- The problem: Set down every entry below exactly as it stands.

- Dataset content:
**********

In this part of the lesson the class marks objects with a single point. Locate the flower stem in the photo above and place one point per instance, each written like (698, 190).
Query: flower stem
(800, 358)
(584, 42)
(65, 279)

**********

- Exercise result:
In this part of the lesson the class marks objects with a single point. Locate the flower stem in the photo above and place one point per instance, each written like (698, 190).
Query: flower stem
(800, 358)
(584, 42)
(65, 279)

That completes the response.